* _Problems to work on_
[1] Answer these questions about the fruit fly lifespan report:
(a) At what temperature were the flies cultured?
(b) What concentration of hypochlorite solution was used to rinse the eggs?
(c) How often were the flies moved to new sterile diet?
[2] Write a continuation of the report on microbiota and fruit fly lifespan, starting after its last sentence.

* _Text_
....

Melinda Koyle

The Effect of Microbiota on Lifespan in Drosophila melanogaster

Faculty Mentor: John Chaston, Plant and Wildlife Sciences

Introduction

Almost all animals are affected by the bacteria found in their intestines (1). Recent research has begun to show the close relationship hosts have with their microbiome. These interactions influence metabolic, respiratory, nutritional, neurological, and immunological functions along with many other biological roles (2). The short lifespans, fruit flies make an excellent model organism for studying host/microbiome interactions (3). By better understanding the correlation between lifespan and host microbiota in D. melanogaster, I hope to help further the knowledge of the relationship between lifespan in humans and our own microbiome.

Methodology

Fly Culture

The Drosophila melanogaster lines were fed a yeast-glucose diet. Experimental flies were placed on 7.5 ml of sterile diet prepared in a 50 ml conical tube. The flies were cultured at 25⁰ C on a 12-hr light, 12-hr dark cycle.

Bacterial Culture

Bacteria was grown on either modified MRS medium, potato medium, luria broth, or brain heart infusion. All cultures were grown at 30⁰ C in either aerobic (oxygenated by shaking) or anaerobic (grown static) conditions.

Preparation of axenic and gnotobiotic flies

Fruit fly eggs (≤20 hr old) were collected and rinsed with a 0.6% hypochlorite solution for two 2.5 minute washes. These were followed by three rinses with sterile water. After the rinses, the eggs were transferred to sterile diet within a biosafety cabinet. Flies that were left bacteria free are referred to as ‘axenic’. Other flies were inoculated with 1 of 42 different bacterial strains. Flies with a known microbiome are referred to as ‘gnotobiotic’.

Tracking Lifespan

Every 2-3 days, Drosophila was transferred to new sterile diet. The number and sex of dead flies was recorded at each transfer. The spent vials were incubated at room temperature until the eggs laid during the 2-3 day interval grew to adulthood. These flies were then homogenized and plated to check for bacterial contamination and persistence.

Meta-genome Wide Association

A meta-genome wide association study was run to predict bacterial genes that influenced lifespan. The pipeline organized similar genes found across all bacterial species into clusters of orthologous groups (COGs). Each group contained bacteria that had a similar effect on lifespan and contained a gene in common.

....

* _Raw data_

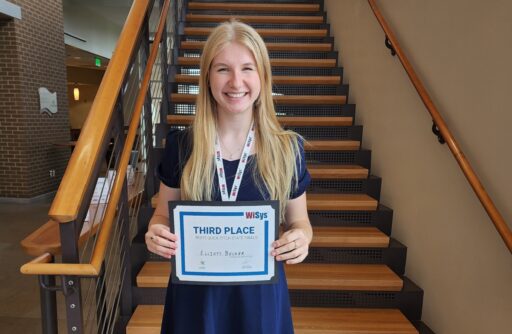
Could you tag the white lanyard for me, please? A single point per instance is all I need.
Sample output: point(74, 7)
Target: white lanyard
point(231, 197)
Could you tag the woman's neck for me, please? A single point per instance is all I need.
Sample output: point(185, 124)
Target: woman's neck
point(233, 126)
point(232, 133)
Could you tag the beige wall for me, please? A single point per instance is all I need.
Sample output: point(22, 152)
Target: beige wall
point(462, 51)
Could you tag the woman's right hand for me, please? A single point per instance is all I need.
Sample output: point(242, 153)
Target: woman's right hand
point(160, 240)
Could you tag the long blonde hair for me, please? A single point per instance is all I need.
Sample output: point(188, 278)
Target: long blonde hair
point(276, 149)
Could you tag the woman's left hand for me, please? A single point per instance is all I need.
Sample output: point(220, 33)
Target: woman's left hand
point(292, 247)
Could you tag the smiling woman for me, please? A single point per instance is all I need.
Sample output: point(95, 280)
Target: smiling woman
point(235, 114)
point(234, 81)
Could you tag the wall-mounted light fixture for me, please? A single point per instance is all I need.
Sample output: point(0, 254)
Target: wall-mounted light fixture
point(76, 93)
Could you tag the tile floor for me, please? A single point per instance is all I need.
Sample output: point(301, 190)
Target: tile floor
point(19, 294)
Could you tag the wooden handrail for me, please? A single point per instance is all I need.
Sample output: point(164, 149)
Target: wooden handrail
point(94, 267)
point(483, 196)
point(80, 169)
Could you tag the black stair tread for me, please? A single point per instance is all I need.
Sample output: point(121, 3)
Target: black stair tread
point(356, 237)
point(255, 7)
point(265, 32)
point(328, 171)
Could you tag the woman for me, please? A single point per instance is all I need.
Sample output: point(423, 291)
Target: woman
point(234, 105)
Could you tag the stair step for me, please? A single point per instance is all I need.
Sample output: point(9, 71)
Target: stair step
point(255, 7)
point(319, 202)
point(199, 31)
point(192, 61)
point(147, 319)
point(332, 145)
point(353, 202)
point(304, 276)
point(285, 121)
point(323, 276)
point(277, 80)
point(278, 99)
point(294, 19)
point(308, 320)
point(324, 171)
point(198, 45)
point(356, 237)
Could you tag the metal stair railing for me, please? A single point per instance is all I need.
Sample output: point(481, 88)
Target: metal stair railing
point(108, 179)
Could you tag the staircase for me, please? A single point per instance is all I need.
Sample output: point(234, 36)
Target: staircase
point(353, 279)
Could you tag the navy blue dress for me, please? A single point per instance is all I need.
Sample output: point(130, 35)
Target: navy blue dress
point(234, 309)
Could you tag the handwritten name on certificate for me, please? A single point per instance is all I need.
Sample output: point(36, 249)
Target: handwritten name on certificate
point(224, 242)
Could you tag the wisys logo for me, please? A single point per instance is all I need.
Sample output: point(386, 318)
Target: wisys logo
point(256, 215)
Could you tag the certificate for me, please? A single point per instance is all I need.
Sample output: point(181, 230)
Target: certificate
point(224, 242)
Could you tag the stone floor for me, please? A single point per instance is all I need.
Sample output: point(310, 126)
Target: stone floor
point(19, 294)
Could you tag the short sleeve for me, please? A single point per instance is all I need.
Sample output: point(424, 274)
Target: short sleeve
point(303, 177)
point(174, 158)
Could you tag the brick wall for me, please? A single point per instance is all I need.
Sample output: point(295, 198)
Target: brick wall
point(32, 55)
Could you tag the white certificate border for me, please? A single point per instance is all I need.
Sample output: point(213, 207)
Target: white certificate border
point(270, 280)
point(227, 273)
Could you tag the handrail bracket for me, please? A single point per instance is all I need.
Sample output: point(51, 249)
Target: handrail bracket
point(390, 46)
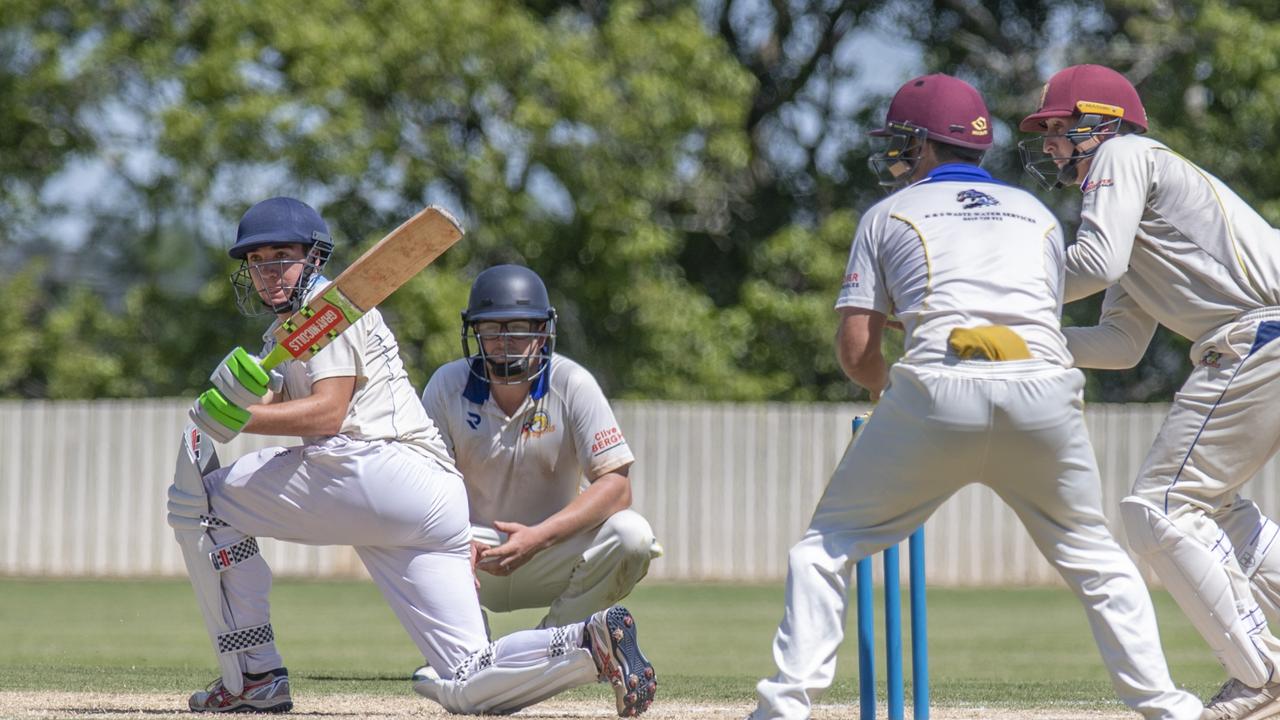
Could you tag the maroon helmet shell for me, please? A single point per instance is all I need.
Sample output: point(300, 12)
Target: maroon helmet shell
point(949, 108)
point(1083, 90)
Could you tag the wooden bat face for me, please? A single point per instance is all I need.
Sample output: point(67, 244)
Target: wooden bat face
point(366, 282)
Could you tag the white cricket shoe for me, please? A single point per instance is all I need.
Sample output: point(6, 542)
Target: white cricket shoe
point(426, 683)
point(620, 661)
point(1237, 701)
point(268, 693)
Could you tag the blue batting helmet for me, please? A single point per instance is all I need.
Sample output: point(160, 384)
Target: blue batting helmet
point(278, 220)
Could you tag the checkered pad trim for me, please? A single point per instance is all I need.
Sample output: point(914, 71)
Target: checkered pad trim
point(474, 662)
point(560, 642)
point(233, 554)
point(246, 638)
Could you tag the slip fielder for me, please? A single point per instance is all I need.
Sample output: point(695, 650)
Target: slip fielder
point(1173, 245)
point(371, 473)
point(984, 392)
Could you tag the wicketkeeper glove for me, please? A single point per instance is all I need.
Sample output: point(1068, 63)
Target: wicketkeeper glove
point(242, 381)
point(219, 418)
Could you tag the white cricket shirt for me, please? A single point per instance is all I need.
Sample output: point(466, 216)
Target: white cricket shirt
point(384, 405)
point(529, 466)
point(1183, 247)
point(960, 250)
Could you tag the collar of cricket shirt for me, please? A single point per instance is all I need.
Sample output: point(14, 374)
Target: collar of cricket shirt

....

* _Answers for each item_
[1]
(a) 25⁰ C
(b) 0.6%
(c) Every 2-3 days

[2]
Results

Figure 1: The average number of days that fruit flies survived with different bacteria types.

We found that the presence of bacteria in Drosophila melanogaster does have an effect on lifespan. Overall, microbial presence decreased lifespan when compared to micro-organism free flies. This decrease in lifespan showed variation within and across bacterial species (Figure 1) . The metagenome-wide association study gave a list of possible bacterial genes that could be responsible for the influence on lifespan. Out of 13,000 COGs, 12 significantly impacted lifespan. Among the most significant hits were genes involving vitamin B2, vitamin B12, and methionine metabolism. When 10 bacterial mutants were tested, three showed a significant impact on lifespan (Figure 2). The results strongly suggest that bacterial methionine metabolism has a role in mediating Drosophila lifespan.

Figure 2: The average number of days that flies survived with bacterial

Discussion

The lifespan of Drosophila melanogaster is greatly influenced by the time of life and length of exposure to bacteria. Early exposure (first week of life) can increase lifespan while bacterial presence later in life can have deleterious effects (4). This effect must be considered when comparing different bacteria’s effect on longevity. The weekly homogenizations were able to provide data on how long the flies stayed associated with the bacteria. The length of persistence was taken into account when processing the data.
The use of a meta-genome wide association study provided a way for our lab to efficiently identify bacterial genes that influence Drosophila lifespan. This method allowed us to compare individual bacterial genes that may be not be shared within a family but can be found across different families. Only 10 mutants needed to be tested in order to confirm our predictions.

Conclusion

Overall, we were able to show that the presence of bacteria significantly decreased the lifespan of Drosophila melanogaster. This decrease was dependent on the bacterial strain as well as the length of time that the fly remained associated with the bacteria. These results suggest that it is possible to manipulate lifespan by simply changing the gut microbiota of the fruit fly.